> EXERCISE BRIEF
Repeat each entry word for word. Leave any images out of the copy.

> GIVEN ENTRIES
--- START ---

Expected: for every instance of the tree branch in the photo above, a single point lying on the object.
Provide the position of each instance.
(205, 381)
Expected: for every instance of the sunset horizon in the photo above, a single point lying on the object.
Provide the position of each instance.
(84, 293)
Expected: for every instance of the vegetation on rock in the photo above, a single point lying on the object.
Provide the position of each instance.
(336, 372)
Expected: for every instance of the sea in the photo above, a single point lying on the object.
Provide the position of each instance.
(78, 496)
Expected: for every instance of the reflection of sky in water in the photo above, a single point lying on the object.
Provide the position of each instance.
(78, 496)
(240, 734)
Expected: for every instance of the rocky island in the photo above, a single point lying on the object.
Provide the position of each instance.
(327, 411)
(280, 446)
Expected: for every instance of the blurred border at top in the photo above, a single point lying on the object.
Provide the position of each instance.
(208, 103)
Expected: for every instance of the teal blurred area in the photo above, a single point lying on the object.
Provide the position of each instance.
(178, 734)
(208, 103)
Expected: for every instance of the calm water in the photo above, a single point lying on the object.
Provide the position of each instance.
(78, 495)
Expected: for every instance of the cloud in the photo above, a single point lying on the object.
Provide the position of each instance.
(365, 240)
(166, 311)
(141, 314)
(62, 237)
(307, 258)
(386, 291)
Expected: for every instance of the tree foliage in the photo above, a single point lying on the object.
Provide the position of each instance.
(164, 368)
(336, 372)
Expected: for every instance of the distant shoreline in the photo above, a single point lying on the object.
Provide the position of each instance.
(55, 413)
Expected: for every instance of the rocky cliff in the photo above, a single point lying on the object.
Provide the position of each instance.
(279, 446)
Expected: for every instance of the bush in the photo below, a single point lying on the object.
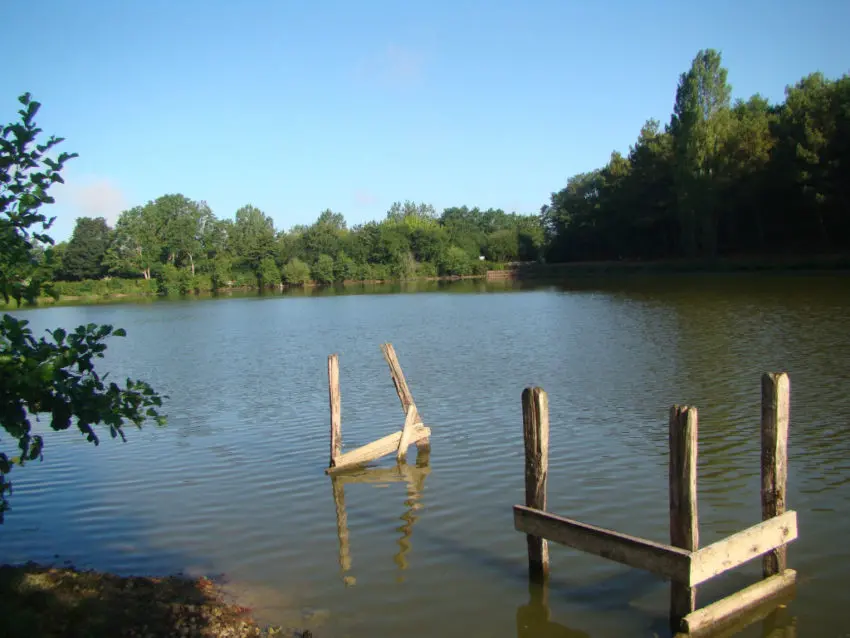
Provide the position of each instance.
(167, 278)
(455, 262)
(426, 269)
(221, 274)
(323, 271)
(345, 268)
(268, 273)
(296, 272)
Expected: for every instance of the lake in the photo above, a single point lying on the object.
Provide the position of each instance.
(235, 483)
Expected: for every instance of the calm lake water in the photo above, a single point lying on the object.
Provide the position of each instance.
(235, 483)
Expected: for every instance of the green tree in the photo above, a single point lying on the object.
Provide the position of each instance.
(296, 272)
(137, 243)
(323, 271)
(84, 255)
(253, 237)
(503, 245)
(700, 124)
(53, 376)
(455, 261)
(268, 273)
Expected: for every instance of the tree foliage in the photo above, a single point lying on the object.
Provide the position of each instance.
(83, 257)
(55, 375)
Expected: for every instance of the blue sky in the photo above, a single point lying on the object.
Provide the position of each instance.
(300, 106)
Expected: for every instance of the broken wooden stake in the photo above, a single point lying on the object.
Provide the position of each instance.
(682, 562)
(406, 432)
(535, 431)
(336, 408)
(775, 415)
(401, 387)
(684, 531)
(413, 431)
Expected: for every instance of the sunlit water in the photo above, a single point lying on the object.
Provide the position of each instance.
(235, 483)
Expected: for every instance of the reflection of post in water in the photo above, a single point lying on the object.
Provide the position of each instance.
(413, 476)
(532, 620)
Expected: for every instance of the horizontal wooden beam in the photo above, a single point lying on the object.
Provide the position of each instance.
(672, 562)
(401, 473)
(742, 547)
(377, 449)
(738, 603)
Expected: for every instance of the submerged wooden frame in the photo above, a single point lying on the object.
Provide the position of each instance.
(413, 430)
(682, 562)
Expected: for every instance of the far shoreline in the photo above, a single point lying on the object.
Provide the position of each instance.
(521, 271)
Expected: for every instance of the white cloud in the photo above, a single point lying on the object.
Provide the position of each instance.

--- END ---

> YOUR SOLUTION
Expected: for every instance of the tree branch in the photo above, a single point lying on the object.
Provide the position of each instance.
(205, 381)
Expected: for every instance of the sunset horizon in the photo above, a single point lying on the object.
Provide the position of each instance.
(84, 293)
Expected: for every instance of the vegetation on rock in the photo above, a single point lying on the object.
Provide the position of each instance.
(336, 372)
Expected: for every instance of the sea in the photo above, a single point lying on the object.
Provide the position of each instance.
(78, 496)
Expected: for every instance of the reflection of sky in water in the photo above, a single point lying on the object.
Provide the position of each instance.
(78, 496)
(240, 734)
Expected: for every instance of the rocky island in the photo above, a single point lying on the object.
Provide the position of each instance.
(327, 411)
(280, 446)
Expected: for every instance of the blurred border at top in the photo above, a single point lying on the object.
Provide the position of each instance.
(208, 103)
Expected: for every instance of the teal blurred area in the photo above, a single point lying on the object.
Provide the position of each instance.
(178, 734)
(208, 103)
Expected: for every instance of the calm water in the photo above, a single point lying on the object.
Provide the position of each instance.
(78, 495)
Expected: for every instance of the cloud in the photo above, a single point lying on the object.
Provide the position of each instance.
(365, 240)
(166, 311)
(141, 314)
(62, 237)
(307, 258)
(386, 291)
Expected: for every instance of the tree foliage in the photo above, a single point lying on the object.
Provide the position of each instance.
(164, 368)
(336, 372)
Expected: for every instance of the distant shoreline in the photo above, a single point lying on the object.
Provide the position of each instance.
(55, 413)
Expected: for every instance of the rocky cliff in the photo above, a single point lying on the object.
Provide the position of each instance.
(279, 446)
Expected: for every instance of the bush in the photo below, a single point lying on the object.
Provide the position of each instance.
(167, 278)
(455, 262)
(426, 269)
(221, 274)
(323, 271)
(345, 268)
(268, 273)
(296, 272)
Expected: for every instance of the lake in the photo above, a single point lying on the object.
Provide the position of each instance.
(235, 483)
Expected: for every instance of the calm lake water in the photo above, a single point lying on the object.
Provide the position of each instance.
(235, 483)
Expected: for every instance of the green tree in the photo above, a single point lying on the object.
Provide the position of each instance.
(296, 272)
(137, 243)
(323, 271)
(84, 255)
(253, 237)
(503, 245)
(700, 124)
(53, 376)
(455, 261)
(268, 273)
Expected: for every instance of the tree foliage in the photo above, a single point lying on the object.
Provide the position of each instance.
(83, 257)
(55, 375)
Expected: for every instance of the blue sky in the photo above, a single point lying on the object.
Provide the position of each instance.
(300, 106)
Expected: for every instance of the broken wooden stake in the photo above, a single point lying on the object.
Provide the position of each instance.
(682, 562)
(406, 432)
(535, 431)
(336, 408)
(775, 415)
(401, 387)
(684, 531)
(413, 431)
Expected: for every instance of the sunlit water in the photo above, a single point lying on the object.
Provide the position of each instance.
(235, 483)
Expected: for every instance of the reflection of post in water in the photo above, a single point lying on the object.
Provide the position of each instance.
(413, 476)
(532, 620)
Expected: for every instance of the horizontal wooden beam in the photo above, a single point lying on the object.
Provide the position of each instance.
(672, 562)
(401, 473)
(742, 547)
(377, 449)
(738, 603)
Expected: for every instance of the submerged wooden frame in the photo above, a single point lying on the object.
Provide the position of each instance.
(413, 430)
(682, 562)
Expected: for every instance of the far shoreline in the photo above, a single point lying on the object.
Provide the position of each instance.
(521, 271)
Expected: for every instance of the white cloud in the photo above, a single point lying on the object.
Provide the position of each instance.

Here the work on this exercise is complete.